RECORDED DATA:
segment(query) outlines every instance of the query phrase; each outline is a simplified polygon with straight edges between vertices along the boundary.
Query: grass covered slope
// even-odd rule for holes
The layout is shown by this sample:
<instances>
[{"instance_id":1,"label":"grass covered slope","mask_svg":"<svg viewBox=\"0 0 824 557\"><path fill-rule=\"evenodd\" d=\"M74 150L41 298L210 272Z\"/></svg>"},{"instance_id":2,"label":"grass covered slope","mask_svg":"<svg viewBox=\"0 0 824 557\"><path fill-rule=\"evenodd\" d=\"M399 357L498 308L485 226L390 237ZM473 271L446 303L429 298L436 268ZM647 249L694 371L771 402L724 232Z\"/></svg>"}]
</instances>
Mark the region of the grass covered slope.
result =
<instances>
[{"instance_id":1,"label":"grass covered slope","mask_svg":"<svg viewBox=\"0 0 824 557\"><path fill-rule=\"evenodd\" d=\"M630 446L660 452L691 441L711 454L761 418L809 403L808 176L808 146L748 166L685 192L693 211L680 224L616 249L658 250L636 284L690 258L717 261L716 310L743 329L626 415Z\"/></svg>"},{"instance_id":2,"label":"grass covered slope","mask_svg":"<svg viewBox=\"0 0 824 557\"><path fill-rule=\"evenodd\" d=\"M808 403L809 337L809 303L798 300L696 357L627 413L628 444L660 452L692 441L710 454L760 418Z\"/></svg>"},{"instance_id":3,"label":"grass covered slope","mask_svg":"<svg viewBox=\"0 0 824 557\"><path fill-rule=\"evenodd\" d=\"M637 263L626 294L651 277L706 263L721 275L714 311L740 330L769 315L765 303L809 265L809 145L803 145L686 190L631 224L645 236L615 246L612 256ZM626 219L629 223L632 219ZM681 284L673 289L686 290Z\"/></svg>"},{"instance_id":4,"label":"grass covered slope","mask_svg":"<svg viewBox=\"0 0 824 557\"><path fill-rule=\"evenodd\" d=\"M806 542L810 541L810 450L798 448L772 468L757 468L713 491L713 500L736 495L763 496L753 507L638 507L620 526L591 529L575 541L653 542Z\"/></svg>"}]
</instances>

THE TASK: Extract from the records above the lines from the one containing "357L498 308L485 226L390" to the one containing "Mark the region of the grass covered slope.", both lines included, exactly as they appear and with nothing else.

EXERCISE RESULT:
[{"instance_id":1,"label":"grass covered slope","mask_svg":"<svg viewBox=\"0 0 824 557\"><path fill-rule=\"evenodd\" d=\"M74 150L41 298L210 272Z\"/></svg>"},{"instance_id":2,"label":"grass covered slope","mask_svg":"<svg viewBox=\"0 0 824 557\"><path fill-rule=\"evenodd\" d=\"M399 357L498 308L485 226L390 237ZM473 271L446 303L429 298L436 268ZM647 249L694 371L771 402L724 232Z\"/></svg>"}]
</instances>
Mark the region of the grass covered slope.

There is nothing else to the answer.